**THE EXERCISE:**
Format the records below as a two-column CSV with the header record_text,answer, one row per record. Put each record's text and its answer in separate quoted fields with line breaks replaced by spaces, and include only the records from the line containing "Expected: for every instance of the whitewashed" down to the line containing "x=252 y=182", with both of those lines included.

**ENTRIES SUPPLIED:**
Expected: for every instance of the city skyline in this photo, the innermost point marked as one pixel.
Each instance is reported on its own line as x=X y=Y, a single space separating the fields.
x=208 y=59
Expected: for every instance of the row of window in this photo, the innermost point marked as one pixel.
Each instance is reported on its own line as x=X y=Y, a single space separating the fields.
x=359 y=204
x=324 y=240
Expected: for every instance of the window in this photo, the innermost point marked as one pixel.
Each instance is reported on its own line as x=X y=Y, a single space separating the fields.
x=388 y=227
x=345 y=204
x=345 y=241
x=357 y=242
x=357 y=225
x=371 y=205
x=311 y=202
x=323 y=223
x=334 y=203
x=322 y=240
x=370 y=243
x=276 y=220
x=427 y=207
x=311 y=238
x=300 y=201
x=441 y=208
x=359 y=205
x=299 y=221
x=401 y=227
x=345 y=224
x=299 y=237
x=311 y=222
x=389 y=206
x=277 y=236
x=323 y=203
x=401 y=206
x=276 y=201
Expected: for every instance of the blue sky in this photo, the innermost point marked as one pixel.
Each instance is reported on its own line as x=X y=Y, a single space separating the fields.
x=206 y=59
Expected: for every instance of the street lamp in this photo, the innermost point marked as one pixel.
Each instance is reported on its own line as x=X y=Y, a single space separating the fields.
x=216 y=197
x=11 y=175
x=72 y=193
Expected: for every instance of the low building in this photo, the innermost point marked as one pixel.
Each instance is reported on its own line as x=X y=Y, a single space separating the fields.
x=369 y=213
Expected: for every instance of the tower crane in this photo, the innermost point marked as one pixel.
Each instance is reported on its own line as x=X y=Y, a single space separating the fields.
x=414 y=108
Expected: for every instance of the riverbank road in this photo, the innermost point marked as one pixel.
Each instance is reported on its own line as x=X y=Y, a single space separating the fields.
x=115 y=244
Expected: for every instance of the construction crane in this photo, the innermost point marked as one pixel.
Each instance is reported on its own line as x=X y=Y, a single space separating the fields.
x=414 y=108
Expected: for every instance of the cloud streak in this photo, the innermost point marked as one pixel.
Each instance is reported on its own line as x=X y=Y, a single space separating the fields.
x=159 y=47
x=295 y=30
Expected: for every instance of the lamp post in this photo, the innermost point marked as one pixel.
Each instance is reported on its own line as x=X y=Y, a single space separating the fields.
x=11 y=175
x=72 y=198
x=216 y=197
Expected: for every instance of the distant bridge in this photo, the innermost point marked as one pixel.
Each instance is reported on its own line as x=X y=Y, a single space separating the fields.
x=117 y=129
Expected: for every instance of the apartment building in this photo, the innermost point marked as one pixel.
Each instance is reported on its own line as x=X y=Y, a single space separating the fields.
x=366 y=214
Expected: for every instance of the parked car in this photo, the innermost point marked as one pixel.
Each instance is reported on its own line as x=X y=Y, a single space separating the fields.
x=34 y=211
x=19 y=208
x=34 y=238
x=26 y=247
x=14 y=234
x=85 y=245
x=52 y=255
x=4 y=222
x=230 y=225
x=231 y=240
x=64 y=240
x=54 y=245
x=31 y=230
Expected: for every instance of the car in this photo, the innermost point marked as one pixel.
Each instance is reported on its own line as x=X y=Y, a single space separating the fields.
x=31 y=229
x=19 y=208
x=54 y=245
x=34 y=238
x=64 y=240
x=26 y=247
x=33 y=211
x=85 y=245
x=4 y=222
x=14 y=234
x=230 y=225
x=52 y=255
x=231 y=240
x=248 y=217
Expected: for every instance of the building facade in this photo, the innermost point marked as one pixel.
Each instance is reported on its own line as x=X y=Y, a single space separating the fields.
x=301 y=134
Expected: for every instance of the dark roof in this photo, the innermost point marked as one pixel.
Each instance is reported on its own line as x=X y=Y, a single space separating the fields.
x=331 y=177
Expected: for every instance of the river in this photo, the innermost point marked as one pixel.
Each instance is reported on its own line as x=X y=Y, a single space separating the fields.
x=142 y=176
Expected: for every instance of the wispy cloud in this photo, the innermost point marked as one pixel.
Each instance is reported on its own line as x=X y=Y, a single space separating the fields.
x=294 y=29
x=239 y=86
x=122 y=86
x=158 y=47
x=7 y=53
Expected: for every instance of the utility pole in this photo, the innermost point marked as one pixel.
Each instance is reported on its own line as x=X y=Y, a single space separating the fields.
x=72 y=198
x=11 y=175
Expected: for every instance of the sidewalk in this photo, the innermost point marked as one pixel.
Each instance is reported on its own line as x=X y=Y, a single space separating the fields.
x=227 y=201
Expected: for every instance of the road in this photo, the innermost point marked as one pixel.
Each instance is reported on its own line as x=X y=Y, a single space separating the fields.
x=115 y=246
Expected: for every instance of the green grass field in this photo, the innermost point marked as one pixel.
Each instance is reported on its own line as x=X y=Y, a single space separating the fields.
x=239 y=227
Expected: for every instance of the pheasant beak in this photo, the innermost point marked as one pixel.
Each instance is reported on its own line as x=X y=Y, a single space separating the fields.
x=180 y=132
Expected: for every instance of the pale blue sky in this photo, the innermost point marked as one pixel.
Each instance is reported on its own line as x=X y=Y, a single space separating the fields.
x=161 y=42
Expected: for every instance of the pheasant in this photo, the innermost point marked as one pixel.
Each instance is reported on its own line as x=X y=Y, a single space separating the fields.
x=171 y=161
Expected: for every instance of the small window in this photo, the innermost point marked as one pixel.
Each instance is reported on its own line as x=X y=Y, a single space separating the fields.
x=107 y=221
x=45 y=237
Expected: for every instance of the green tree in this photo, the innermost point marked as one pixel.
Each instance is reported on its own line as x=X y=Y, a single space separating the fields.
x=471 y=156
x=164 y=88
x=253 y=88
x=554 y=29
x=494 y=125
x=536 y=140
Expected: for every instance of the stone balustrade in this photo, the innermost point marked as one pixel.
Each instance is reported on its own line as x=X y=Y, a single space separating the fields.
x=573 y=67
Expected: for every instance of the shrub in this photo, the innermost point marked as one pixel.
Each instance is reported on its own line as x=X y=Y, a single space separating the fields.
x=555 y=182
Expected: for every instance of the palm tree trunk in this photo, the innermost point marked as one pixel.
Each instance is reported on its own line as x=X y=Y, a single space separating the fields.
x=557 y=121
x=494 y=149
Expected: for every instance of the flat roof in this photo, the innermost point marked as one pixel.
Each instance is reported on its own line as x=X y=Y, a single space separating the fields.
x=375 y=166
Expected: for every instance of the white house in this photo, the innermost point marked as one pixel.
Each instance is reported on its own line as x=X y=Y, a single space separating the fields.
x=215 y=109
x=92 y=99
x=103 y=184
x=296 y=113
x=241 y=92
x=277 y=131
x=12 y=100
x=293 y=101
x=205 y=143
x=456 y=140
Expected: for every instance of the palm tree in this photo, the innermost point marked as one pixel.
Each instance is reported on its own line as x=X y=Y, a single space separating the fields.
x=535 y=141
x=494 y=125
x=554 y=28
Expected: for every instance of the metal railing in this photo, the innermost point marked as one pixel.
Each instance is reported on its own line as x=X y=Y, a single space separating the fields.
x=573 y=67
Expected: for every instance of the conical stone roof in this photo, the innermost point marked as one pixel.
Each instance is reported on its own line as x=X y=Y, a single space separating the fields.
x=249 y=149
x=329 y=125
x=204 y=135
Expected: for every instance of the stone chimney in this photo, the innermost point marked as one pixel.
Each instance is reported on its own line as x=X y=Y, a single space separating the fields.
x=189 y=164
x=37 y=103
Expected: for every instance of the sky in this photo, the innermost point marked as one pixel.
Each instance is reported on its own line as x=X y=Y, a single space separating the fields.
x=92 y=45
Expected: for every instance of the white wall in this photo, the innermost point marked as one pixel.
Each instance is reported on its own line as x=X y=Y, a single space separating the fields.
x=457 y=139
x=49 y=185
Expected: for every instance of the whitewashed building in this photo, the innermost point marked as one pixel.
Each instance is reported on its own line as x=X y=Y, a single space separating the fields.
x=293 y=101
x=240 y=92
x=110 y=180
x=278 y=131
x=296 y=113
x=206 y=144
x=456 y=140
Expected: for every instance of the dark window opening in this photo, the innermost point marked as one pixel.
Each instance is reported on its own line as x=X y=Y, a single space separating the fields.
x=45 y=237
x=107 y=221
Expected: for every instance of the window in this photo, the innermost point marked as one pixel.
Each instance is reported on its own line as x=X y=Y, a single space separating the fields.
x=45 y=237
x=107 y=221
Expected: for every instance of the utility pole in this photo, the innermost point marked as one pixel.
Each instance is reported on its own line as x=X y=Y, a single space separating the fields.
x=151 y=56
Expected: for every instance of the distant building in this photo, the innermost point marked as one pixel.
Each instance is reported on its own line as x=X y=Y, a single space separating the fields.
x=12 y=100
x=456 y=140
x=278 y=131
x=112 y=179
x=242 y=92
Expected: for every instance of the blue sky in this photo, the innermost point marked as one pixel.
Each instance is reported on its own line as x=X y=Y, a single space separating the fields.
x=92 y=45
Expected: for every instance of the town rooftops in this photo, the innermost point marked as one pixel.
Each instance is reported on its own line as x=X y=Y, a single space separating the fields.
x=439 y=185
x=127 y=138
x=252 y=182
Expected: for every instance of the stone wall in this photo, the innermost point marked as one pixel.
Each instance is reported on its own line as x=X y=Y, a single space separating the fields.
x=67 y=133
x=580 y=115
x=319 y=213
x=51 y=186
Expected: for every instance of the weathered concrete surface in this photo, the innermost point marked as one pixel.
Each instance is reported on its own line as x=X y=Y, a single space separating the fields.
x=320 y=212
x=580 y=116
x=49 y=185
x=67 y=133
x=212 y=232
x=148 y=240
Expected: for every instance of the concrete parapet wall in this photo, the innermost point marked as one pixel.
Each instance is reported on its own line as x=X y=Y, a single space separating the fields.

**WRITTEN ANSWER:**
record_text,answer
"Expected: for every instance of the whitewashed building in this photo, the innermost point marked as one pixel. Each instance is reported on its own line as x=X y=Y, a single space separating the fields.","x=293 y=101 x=240 y=92 x=110 y=180 x=278 y=131 x=296 y=113 x=206 y=144 x=456 y=140"
"Expected: for every instance of the dark window opening in this photo, the innermost point marked as one pixel. Each instance is reported on its own line as x=X y=Y, a single space separating the fields.","x=45 y=237 x=107 y=221"
"Expected: for every instance of the window in this photo, the innermost point marked as one pixel. Each instance is reported on its own line as x=X y=Y, a single space separating the fields.","x=45 y=237 x=107 y=221"
"Expected: for every instance of the utility pole in this photo, the innermost point marked as one pixel. Each instance is reported on its own line as x=X y=Y, a single space separating the fields.","x=151 y=56"
"Expected: for every instance of the distant building in this photo, the innermost point marked as one pixel. Each instance is reported on its own line as x=X y=Y, a single space separating the fields.","x=12 y=100 x=456 y=140 x=278 y=131 x=112 y=179 x=242 y=92"
"Expected: for every instance of the blue sky in this photo, the innermost point marked as one pixel. Each instance is reported on its own line as x=X y=Y, a single space separating the fields.","x=92 y=45"
"Expected: for every instance of the town rooftops in this photo, the innermost point marked as one pixel. Each instance is reported on its own line as x=X y=Y, a single space separating the fields.","x=439 y=185 x=127 y=138 x=252 y=182"